BEGIN Document segment

Stocks finished mixed Tuesday, as the major indexes were unable to garner any followthrough buying despite strong economic data.
The Dow Jones industrial average rose 16.1 points, or 0.17%, to 9,763.94. The broader Standard & Poor's 500 index was up 1.81 points, or 0.17%, to 1,053.89. The tech-heavy Nasdaq fell 4.1 points, or 0.21%, to 1,943.04, following Monday's 2.81% surge.
Third-quarter GDP was revised to 8.2% annual growth from 7.2% that was previously reported. This beat the 7.8% growth that was expected, but many economists were looking for a strong revision. Much of the boost came from inventories and fixed investment.
In other economic news, consumer confidence rose to 91.7 for November, vs. 81.7 last month, the highest level since September, 2002 and above estimates. Existing home sales for October fell 4.9% to a 6.35 million annual rate, weaker than expected.

END Document segment

- [To-do list]:
1 – Summarize the stock market report in two sentences.
2 – In the stock market report, what figure did consumer confidence reach for November?

BEGIN Available data

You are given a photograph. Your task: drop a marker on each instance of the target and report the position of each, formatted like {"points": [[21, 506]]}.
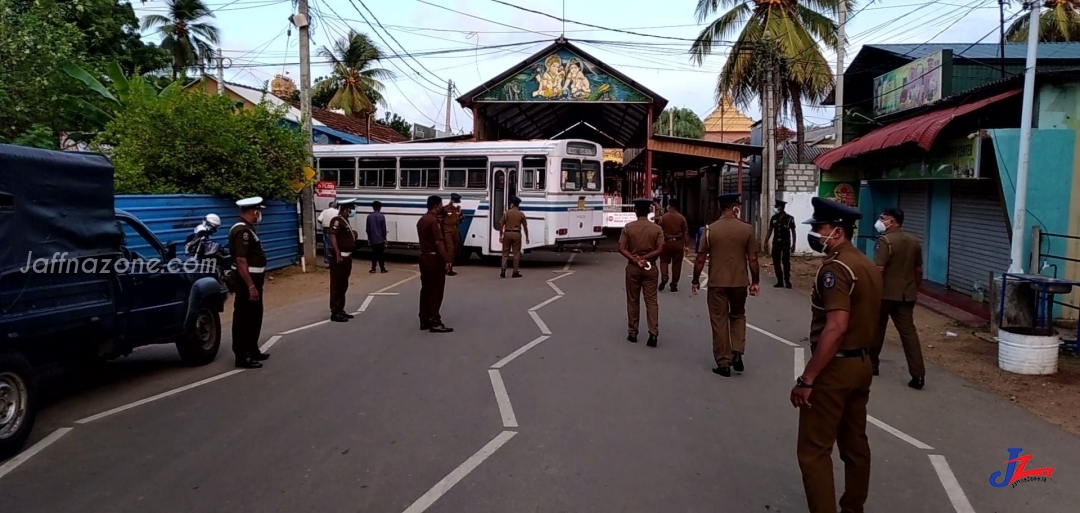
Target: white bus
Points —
{"points": [[558, 181]]}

END Available data

- [Results]:
1 – Stocks finished mixed on Tuesday: the Dow Jones industrial average and the S&P 500 each rose 0.17% while the Nasdaq fell 0.21%, as the major indexes failed to draw followthrough buying despite strong economic data. Third-quarter GDP was revised to 8.2% annual growth from the previously reported 7.2%, November consumer confidence rose to 91.7 from 81.7, and October existing home sales fell 4.9%, weaker than expected.

2 – Consumer confidence rose to 91.7, up from 81.7 the previous month.